[Document segment start]

Michael Emmerich, a professor of Japanese literature at the University of California, Los Angeles (UCLA), was helping Uniqlo translate its advertising copy in 2013 when he stumbled into a discussion about the future of Japanese literary studies with Tadashi Yanai, the retailer’s founder. After the academic wrote up a proposal to aid the research area, “it was really a matter of months after that when [Yanai] decided to make his first donation to UCLA,” Emmerich told Observer. A $2.5 million gift from Yanai helped establish the Yanai Initiative for Globalizing Japanese Humanities, which has for a decade operated as a partnership between UCLA and Yanai’s alma mater of Waseda University in Tokyo. Now, Yanai is donating an additional $31 million to the initiative in what represents the largest-ever gift to UCLA’s College Division of Humanities.

[Document segment end]

* _Exercise set_
(1) Decide whether each statement below agrees with the passage about the Yanai Initiative. Answer yes or no for each and quote the words of the passage that settle it.
(a) Emmerich is a professor of Japanese literature at UCLA.
(b) Yanai's first donation to UCLA was $31 million.
(c) The initiative is a partnership between UCLA and Waseda University.
(2) According to the passage about the Yanai Initiative, in what year was Emmerich helping Uniqlo translate its advertising copy?
(3) List every organization or institution named in the passage about the Yanai Initiative, including divisions of institutions.

[Extracted records start]

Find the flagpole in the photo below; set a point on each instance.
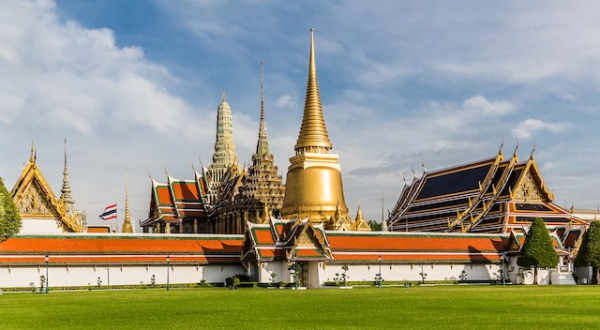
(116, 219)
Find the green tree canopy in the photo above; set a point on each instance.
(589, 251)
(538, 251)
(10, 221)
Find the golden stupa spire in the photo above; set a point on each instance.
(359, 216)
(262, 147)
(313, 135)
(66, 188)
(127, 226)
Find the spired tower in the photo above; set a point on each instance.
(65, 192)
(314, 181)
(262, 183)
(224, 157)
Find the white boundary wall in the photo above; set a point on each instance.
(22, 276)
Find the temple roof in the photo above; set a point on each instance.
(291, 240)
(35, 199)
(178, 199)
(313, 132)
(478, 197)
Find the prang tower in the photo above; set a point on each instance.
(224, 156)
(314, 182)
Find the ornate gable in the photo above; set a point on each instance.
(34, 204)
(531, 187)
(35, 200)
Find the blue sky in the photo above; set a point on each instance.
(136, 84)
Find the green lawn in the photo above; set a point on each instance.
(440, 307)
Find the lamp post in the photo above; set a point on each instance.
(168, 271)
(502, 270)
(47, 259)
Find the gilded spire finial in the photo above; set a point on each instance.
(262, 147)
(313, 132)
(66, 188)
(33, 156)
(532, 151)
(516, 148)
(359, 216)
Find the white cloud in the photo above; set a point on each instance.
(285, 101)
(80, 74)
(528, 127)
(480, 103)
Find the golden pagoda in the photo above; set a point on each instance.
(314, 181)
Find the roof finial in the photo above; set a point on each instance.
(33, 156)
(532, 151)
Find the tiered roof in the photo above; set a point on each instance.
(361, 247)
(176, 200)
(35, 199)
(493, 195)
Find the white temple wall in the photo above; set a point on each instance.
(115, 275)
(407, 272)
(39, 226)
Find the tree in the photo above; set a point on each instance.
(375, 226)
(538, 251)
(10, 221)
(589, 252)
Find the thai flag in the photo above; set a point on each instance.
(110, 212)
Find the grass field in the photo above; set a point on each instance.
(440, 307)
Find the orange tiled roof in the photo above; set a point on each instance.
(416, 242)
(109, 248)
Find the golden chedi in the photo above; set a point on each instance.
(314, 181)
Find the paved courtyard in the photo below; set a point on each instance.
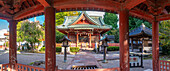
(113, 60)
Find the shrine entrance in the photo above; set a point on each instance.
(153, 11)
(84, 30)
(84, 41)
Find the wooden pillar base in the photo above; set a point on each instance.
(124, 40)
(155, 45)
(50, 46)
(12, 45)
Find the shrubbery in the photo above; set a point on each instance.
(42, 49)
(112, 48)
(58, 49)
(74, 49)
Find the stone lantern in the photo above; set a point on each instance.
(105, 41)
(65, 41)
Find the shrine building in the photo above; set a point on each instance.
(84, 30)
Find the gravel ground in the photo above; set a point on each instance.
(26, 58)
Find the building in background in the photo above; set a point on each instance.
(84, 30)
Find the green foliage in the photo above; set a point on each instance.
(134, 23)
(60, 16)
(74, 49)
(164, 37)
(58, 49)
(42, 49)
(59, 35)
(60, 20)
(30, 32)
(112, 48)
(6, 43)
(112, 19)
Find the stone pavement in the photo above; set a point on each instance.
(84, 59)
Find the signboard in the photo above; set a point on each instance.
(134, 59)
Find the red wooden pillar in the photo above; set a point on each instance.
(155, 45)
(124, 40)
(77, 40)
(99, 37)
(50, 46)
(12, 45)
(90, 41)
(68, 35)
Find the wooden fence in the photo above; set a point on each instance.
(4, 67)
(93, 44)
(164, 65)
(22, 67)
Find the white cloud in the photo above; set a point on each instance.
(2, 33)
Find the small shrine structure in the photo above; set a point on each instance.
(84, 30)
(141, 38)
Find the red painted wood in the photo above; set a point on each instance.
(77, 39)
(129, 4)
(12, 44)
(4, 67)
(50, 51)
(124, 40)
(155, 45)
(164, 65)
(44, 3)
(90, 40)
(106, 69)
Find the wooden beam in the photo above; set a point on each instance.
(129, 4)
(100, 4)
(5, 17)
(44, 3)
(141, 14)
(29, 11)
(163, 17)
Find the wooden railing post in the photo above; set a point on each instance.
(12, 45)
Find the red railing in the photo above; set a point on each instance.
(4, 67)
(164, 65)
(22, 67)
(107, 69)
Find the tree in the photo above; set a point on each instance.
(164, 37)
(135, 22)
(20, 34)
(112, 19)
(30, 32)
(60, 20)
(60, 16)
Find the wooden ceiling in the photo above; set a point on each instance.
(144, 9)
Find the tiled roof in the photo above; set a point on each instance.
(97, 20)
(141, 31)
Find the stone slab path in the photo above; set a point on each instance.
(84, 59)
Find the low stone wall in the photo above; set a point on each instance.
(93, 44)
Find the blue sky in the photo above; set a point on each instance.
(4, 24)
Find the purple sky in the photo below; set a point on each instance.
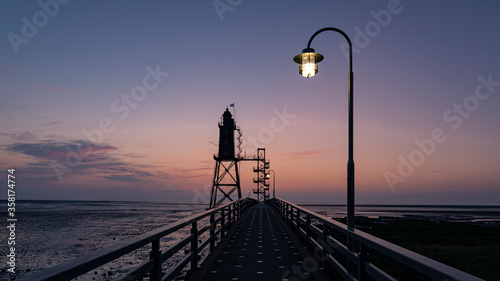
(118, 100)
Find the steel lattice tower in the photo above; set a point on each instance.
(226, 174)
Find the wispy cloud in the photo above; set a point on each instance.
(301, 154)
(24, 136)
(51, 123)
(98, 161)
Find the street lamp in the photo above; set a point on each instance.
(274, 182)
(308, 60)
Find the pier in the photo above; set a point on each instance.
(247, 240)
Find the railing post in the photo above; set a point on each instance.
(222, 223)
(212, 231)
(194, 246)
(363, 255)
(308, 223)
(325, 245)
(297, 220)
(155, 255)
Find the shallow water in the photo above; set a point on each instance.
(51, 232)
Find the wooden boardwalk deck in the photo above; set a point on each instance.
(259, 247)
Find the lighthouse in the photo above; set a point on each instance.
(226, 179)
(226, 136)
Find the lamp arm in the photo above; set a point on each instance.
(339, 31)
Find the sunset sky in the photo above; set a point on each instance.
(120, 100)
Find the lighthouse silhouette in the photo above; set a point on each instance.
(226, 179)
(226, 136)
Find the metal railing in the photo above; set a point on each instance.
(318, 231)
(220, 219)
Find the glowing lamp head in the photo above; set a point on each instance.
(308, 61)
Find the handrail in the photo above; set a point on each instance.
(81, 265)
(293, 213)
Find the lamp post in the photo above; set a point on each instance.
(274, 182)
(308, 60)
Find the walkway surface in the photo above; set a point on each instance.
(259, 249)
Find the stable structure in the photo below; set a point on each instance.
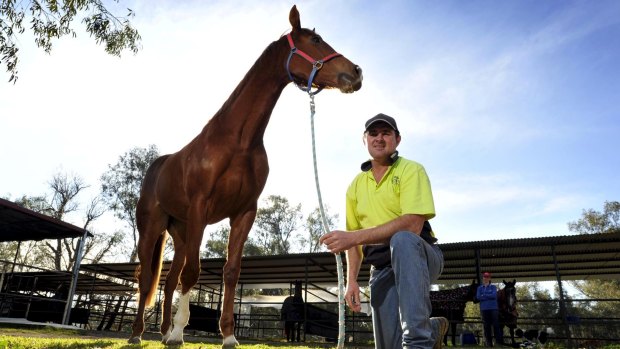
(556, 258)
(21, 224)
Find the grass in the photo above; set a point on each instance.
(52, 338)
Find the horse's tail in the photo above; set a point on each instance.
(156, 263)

[Extracted records end]
[Extracted records start]

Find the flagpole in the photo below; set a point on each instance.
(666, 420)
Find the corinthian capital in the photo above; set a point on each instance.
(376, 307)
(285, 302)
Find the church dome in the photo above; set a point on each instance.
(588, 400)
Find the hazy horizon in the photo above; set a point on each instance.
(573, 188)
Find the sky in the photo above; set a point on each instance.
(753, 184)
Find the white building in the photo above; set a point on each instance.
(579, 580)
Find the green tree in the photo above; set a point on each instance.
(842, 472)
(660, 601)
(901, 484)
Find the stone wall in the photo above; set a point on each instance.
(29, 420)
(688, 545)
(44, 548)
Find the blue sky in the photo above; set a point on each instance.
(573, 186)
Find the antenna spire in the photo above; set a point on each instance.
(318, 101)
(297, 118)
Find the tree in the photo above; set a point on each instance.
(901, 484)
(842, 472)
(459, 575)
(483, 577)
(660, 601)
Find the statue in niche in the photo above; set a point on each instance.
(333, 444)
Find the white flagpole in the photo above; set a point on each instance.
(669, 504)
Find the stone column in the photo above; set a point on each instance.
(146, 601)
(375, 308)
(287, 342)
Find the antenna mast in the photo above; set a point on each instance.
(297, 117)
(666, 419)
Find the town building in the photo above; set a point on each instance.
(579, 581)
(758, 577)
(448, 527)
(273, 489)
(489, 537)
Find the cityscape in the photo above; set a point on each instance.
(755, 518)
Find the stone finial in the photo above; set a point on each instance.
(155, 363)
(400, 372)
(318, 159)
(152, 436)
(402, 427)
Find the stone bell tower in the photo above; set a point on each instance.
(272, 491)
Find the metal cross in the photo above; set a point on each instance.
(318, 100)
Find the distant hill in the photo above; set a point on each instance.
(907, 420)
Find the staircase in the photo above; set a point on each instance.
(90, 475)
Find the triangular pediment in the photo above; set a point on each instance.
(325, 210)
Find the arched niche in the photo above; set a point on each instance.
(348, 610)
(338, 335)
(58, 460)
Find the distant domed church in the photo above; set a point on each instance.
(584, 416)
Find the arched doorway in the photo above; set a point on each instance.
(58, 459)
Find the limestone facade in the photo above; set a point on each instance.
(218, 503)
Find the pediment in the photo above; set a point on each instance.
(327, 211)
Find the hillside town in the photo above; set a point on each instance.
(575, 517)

[Extracted records end]
[Extracted records start]

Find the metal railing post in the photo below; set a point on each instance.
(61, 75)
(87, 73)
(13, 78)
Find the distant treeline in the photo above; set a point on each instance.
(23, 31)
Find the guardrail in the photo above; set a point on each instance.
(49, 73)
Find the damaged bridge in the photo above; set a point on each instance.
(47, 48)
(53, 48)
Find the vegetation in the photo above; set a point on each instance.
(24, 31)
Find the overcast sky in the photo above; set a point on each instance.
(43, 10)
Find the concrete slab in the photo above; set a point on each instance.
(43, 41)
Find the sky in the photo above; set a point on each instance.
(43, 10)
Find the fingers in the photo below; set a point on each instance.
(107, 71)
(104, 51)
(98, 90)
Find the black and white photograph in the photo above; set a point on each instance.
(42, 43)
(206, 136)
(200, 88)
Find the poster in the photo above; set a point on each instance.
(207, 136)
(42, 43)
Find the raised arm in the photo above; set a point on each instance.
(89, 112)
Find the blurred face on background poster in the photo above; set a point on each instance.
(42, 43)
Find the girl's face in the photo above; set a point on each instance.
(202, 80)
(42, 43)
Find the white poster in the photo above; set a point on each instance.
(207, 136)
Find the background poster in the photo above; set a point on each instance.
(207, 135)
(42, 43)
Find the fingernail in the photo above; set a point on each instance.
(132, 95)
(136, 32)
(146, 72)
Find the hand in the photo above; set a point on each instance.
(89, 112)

[Extracted records end]

* _The answers_
(1)
(a) Yes: "a professor of Japanese literature at the University of California, Los Angeles (UCLA)"
(b) No: "A $2.5 million gift from Yanai helped establish the Yanai Initiative for Globalizing Japanese Humanities"
(c) Yes: "operated as a partnership between UCLA and Yanai’s alma mater of Waseda University in Tokyo"

(2) 2013

(3)
- University of California, Los Angeles (UCLA)
- Uniqlo
- Observer
- Yanai Initiative for Globalizing Japanese Humanities
- Waseda University
- UCLA’s College Division of Humanities